◆ EXERCISE GOAL: Copy out word for word the lines beginning with the one that contains "tag the forest floor" and continuing through the final line below.

◆ Data entries:
----------
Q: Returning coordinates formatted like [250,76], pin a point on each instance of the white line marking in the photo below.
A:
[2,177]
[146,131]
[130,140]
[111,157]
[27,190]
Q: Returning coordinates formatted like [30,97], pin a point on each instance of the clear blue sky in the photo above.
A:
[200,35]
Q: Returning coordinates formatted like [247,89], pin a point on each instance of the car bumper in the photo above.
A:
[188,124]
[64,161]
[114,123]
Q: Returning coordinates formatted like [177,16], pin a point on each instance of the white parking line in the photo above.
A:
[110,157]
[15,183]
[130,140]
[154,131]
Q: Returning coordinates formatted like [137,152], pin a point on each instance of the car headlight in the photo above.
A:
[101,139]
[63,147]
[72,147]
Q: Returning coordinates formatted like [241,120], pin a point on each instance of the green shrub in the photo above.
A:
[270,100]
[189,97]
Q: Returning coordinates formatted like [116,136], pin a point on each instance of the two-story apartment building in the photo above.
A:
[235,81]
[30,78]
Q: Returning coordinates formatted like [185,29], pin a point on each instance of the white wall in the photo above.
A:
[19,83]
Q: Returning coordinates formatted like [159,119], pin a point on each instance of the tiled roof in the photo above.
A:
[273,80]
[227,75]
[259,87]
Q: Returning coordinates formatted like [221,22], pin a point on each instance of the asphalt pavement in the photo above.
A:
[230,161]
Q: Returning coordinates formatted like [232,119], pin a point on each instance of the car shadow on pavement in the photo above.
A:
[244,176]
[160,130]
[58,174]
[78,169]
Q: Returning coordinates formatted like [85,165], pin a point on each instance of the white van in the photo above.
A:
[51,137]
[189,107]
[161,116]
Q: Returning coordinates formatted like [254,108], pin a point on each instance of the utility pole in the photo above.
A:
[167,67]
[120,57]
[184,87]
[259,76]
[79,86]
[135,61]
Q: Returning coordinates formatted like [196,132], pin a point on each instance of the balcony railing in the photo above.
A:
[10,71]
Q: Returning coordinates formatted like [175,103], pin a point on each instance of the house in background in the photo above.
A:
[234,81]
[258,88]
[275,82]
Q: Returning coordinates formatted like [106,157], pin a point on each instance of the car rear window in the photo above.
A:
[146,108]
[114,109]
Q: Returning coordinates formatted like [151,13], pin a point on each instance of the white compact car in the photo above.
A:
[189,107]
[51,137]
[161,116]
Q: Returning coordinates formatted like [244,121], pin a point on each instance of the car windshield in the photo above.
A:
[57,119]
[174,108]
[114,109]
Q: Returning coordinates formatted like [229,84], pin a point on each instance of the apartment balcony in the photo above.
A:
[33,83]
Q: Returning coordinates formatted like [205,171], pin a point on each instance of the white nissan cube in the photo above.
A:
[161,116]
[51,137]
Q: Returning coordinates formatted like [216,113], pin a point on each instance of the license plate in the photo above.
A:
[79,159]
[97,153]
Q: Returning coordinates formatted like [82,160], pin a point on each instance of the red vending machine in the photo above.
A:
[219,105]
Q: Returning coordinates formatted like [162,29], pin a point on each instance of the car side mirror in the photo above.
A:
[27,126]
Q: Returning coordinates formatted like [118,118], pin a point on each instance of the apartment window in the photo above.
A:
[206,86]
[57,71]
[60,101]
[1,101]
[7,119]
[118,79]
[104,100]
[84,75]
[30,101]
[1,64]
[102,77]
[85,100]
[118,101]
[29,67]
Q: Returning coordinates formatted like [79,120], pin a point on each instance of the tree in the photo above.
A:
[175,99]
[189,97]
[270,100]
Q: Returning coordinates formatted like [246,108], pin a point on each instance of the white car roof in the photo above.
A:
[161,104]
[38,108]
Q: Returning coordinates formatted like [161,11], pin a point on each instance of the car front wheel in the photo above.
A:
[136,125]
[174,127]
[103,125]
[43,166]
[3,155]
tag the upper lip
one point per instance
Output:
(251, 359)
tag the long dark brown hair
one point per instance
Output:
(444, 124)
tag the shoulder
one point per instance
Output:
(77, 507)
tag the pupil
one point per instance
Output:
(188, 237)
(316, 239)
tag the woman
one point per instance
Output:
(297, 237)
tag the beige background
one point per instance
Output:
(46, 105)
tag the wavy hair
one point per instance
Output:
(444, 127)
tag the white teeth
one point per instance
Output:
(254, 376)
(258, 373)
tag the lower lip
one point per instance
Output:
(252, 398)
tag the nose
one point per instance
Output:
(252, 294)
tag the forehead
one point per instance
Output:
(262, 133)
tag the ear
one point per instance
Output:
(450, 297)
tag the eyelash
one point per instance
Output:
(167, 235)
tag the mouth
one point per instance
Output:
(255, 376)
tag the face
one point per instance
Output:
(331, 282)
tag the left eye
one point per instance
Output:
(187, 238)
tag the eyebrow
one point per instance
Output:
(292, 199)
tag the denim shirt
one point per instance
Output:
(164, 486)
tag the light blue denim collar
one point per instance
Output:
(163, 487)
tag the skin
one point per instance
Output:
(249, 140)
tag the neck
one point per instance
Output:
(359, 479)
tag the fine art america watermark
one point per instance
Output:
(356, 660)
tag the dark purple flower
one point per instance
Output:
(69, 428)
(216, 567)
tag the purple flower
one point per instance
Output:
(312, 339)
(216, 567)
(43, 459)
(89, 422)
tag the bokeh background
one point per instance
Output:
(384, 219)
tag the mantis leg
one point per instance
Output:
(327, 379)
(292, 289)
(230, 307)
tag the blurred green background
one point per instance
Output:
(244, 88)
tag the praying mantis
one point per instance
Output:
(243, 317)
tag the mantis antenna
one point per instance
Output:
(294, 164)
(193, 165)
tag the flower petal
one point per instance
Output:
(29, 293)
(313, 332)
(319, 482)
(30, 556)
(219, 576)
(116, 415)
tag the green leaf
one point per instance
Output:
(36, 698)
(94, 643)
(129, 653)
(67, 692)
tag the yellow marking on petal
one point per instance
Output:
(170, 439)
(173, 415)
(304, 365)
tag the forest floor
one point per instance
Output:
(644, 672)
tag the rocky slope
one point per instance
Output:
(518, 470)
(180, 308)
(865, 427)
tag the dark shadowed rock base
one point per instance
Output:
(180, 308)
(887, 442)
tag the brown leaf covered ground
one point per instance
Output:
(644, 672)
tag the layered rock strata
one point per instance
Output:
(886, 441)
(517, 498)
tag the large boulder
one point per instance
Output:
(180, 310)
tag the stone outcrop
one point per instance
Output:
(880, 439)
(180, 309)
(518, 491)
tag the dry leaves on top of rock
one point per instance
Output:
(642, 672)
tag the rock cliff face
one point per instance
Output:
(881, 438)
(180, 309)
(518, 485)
----------
◆ EXERCISE SOLUTION:
tag the forest floor
one point per instance
Output:
(644, 672)
tag the rocky slope
one point per instance
Output:
(518, 470)
(180, 308)
(865, 427)
tag the dark shadowed rock base
one point per instance
Output:
(180, 308)
(887, 442)
tag the brown leaf covered ground
one point per instance
Output:
(644, 672)
tag the layered rock strata
one point per instance
Output:
(886, 441)
(517, 498)
tag the large boulder
one point per instance
Output:
(180, 310)
tag the stone outcrop
one point per instance
Output:
(880, 439)
(180, 309)
(518, 491)
tag the dry leaves on top of rock
one point per instance
Output:
(642, 672)
tag the rock cliff face
one point per instance
Output:
(881, 438)
(180, 309)
(518, 485)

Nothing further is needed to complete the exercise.